### [SUPPLIED MATERIAL]
★ ★ ★ ★

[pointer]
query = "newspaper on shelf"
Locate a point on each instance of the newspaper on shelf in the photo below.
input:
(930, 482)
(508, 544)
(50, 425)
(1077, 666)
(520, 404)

★ ★ ★ ★

Reproduce exactly the lines from the one with "Locate a point" through the end of the entries above, both ends included.

### [EXPECTED OUTPUT]
Locate a point on each instance of the newspaper on shelf in the photo below.
input:
(930, 482)
(508, 544)
(50, 425)
(1077, 666)
(520, 404)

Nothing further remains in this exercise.